### Objective
From the records below, pick out and copy every line that contains the word "nose".

..........

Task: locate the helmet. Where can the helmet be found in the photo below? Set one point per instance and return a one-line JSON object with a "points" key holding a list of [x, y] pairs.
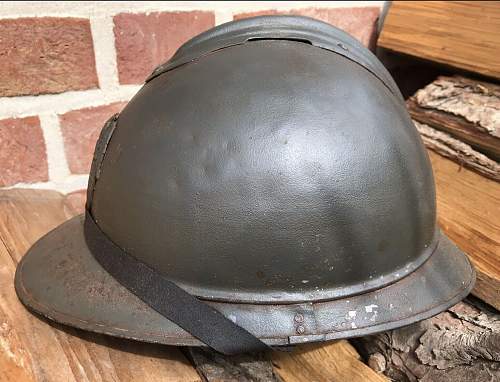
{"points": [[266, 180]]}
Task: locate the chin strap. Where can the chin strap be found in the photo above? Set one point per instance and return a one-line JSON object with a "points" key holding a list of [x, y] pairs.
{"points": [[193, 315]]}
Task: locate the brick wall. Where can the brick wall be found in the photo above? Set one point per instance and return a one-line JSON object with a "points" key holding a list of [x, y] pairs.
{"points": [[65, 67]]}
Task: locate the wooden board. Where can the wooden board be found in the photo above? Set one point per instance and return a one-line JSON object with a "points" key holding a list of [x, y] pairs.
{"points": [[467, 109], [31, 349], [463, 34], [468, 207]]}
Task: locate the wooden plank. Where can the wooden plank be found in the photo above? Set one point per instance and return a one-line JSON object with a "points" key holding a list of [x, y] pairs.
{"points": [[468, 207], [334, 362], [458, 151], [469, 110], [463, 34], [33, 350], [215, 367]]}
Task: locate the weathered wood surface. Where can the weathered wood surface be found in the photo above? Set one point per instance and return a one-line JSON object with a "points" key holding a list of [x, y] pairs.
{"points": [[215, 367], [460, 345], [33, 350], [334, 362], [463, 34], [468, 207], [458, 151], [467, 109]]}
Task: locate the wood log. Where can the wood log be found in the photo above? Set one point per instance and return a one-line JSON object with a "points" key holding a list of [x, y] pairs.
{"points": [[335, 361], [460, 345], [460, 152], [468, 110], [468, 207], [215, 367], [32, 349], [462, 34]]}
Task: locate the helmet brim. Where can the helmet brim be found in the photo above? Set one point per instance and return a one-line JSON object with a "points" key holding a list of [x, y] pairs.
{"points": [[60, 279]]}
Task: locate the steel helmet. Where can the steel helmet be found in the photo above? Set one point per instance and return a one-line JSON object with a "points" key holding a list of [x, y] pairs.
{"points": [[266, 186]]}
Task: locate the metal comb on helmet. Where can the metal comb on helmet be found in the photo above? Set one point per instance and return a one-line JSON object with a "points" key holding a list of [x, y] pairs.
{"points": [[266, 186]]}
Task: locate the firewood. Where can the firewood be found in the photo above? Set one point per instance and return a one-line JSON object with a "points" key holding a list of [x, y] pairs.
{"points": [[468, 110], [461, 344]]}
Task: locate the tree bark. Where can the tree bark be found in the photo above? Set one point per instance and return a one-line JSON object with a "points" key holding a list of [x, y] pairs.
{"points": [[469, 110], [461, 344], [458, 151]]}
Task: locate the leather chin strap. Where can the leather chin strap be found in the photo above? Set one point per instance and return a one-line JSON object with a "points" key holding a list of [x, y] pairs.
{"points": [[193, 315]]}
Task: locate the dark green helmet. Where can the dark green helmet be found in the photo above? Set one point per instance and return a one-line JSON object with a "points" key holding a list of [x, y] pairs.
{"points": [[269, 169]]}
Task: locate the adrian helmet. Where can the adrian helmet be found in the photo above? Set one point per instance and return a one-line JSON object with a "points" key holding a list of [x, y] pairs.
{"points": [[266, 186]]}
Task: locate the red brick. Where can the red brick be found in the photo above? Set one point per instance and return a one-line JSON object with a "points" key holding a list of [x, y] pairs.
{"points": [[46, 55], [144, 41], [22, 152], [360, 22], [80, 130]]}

..........

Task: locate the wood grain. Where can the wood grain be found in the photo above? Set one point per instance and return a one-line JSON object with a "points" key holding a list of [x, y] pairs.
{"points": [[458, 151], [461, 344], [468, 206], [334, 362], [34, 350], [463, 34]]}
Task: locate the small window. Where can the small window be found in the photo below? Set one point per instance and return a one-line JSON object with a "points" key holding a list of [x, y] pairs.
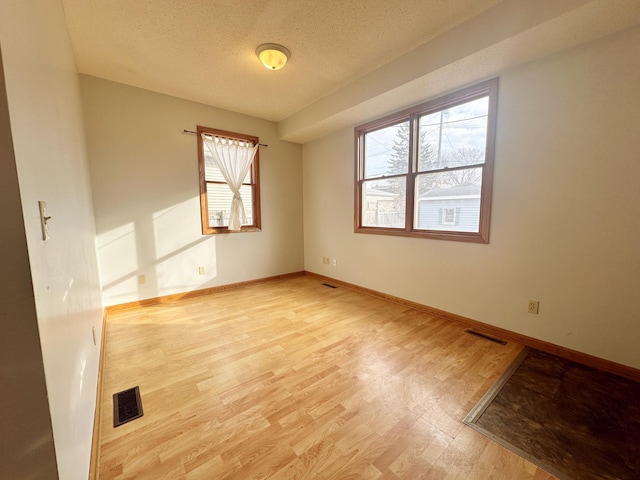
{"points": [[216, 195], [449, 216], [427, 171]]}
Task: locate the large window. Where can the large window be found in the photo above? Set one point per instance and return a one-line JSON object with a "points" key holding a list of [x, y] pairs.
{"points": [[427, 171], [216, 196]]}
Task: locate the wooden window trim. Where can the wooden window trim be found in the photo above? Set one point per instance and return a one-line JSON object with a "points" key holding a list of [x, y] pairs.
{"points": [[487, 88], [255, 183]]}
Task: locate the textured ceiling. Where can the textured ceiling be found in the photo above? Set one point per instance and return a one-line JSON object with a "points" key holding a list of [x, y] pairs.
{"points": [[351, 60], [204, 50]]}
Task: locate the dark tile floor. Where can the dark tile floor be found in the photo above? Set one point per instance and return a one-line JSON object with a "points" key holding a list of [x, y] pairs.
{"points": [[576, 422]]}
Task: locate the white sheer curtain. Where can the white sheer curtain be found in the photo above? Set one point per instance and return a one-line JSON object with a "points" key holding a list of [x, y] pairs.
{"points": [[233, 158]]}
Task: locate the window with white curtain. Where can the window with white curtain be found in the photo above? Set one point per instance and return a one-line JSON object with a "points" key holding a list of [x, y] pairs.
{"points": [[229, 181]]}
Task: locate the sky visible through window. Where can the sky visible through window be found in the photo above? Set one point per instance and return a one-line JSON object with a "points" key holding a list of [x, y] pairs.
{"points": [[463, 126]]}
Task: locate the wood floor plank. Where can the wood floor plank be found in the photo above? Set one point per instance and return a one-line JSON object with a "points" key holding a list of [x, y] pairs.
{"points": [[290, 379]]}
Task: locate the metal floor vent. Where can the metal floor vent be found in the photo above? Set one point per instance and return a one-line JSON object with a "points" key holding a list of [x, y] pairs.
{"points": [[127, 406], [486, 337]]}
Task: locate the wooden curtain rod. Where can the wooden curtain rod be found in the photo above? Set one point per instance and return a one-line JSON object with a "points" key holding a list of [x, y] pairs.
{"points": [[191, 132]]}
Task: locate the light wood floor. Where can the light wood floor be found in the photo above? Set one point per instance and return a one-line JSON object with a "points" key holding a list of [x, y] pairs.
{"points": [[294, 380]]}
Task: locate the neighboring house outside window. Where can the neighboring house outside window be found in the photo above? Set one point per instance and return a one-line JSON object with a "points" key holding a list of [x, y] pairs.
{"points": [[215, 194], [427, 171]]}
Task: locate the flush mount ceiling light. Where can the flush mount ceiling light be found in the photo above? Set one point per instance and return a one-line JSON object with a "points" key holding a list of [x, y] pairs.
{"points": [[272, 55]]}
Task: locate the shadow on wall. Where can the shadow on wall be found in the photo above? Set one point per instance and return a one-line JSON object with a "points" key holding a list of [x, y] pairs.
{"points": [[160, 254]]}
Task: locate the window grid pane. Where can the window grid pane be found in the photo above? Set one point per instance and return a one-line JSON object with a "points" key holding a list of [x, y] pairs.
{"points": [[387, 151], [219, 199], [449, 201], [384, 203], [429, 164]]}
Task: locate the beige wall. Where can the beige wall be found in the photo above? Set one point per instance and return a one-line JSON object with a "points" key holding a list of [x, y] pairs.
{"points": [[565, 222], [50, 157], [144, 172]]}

..........

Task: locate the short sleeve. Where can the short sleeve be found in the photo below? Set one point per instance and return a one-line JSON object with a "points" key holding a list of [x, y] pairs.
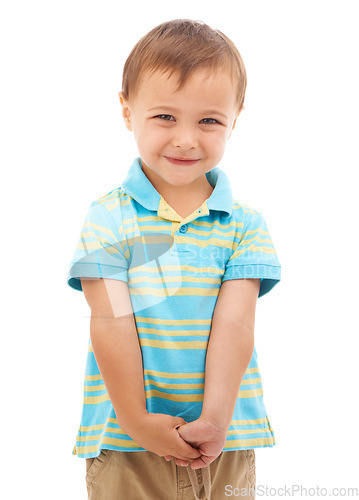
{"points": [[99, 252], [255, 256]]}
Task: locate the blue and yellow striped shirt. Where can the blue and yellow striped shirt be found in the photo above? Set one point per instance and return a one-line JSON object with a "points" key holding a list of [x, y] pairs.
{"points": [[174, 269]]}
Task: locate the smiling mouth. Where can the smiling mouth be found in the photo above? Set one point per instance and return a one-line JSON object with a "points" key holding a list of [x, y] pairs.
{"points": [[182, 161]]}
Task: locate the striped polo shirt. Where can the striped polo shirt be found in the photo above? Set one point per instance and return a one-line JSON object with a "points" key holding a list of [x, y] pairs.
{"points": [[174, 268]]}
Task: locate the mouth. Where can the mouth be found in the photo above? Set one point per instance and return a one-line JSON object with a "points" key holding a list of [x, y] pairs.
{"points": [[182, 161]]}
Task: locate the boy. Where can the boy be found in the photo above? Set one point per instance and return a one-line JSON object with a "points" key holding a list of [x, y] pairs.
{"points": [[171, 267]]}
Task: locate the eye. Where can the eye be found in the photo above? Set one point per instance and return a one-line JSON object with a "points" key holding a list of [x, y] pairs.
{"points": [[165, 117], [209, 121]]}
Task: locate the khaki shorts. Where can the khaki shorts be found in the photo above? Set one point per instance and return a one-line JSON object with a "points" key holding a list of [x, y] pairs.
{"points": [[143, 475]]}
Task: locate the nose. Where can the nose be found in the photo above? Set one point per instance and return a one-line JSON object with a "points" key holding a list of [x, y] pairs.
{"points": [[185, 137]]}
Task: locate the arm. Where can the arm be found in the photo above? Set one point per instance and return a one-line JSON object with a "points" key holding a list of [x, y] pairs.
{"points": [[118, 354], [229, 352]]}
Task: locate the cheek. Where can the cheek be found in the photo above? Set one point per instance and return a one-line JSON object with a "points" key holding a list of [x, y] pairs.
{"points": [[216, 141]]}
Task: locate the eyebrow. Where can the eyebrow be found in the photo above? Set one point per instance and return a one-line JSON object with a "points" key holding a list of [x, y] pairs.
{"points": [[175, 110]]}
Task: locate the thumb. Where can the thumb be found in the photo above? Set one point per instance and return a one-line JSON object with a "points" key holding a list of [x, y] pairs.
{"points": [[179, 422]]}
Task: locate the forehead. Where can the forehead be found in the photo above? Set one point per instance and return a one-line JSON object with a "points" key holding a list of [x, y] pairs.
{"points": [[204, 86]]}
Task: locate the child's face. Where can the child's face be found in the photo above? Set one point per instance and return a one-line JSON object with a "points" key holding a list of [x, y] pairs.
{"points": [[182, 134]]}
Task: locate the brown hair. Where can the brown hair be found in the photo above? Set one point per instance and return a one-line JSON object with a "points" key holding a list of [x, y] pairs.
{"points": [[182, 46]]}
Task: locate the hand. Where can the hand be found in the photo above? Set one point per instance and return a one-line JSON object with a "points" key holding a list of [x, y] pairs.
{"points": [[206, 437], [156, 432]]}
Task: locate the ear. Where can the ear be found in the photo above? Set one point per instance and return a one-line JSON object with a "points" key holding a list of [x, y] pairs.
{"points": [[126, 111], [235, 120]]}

..........

### Final result
Task: locate the nose. Where can the nose be found in the photo above? Set one point per instance and return a one-line JSON object with a "points" key holding a list of [x, y] pairs.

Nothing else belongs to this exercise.